:: Given data

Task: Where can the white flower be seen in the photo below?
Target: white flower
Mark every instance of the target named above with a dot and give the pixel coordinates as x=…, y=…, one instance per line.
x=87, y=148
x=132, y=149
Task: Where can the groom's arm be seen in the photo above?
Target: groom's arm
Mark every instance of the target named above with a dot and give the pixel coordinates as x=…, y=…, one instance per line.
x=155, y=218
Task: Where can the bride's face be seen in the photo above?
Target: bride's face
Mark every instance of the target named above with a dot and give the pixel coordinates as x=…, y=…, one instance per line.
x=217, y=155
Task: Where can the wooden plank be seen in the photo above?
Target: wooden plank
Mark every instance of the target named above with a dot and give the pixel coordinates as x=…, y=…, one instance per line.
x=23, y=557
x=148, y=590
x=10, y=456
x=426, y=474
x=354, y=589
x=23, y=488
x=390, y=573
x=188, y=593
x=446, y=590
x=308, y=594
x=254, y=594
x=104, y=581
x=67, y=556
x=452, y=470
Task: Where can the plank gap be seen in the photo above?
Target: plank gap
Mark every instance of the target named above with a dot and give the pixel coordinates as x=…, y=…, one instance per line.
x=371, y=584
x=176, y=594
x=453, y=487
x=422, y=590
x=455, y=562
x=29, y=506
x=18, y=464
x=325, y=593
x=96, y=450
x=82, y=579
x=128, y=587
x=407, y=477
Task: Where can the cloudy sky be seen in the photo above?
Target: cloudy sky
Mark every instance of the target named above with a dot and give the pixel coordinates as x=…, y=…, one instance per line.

::::
:: Given data

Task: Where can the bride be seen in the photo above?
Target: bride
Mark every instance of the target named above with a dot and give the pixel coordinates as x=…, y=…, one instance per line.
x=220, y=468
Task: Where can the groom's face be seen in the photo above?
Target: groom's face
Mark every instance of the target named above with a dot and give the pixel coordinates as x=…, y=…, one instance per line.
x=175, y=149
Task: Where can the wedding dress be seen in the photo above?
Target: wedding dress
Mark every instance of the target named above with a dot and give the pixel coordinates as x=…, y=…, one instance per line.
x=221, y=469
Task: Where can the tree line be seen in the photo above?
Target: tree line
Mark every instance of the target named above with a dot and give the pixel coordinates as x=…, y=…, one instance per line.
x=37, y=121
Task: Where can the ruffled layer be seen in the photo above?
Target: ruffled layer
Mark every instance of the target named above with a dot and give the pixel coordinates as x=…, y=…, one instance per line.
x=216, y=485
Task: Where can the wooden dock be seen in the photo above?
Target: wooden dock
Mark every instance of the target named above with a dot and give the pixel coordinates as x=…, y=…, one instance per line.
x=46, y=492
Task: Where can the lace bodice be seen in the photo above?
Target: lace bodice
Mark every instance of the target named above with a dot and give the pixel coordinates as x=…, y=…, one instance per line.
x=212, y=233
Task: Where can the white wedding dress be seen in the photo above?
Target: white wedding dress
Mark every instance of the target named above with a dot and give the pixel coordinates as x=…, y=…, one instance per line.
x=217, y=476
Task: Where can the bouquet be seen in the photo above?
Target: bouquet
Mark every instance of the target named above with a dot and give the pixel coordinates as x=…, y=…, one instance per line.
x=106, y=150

::::

Direction ▸
Count the lines in the records above that contain the word "ruffled". Reply with the number alone.

Reply to the task ▸
2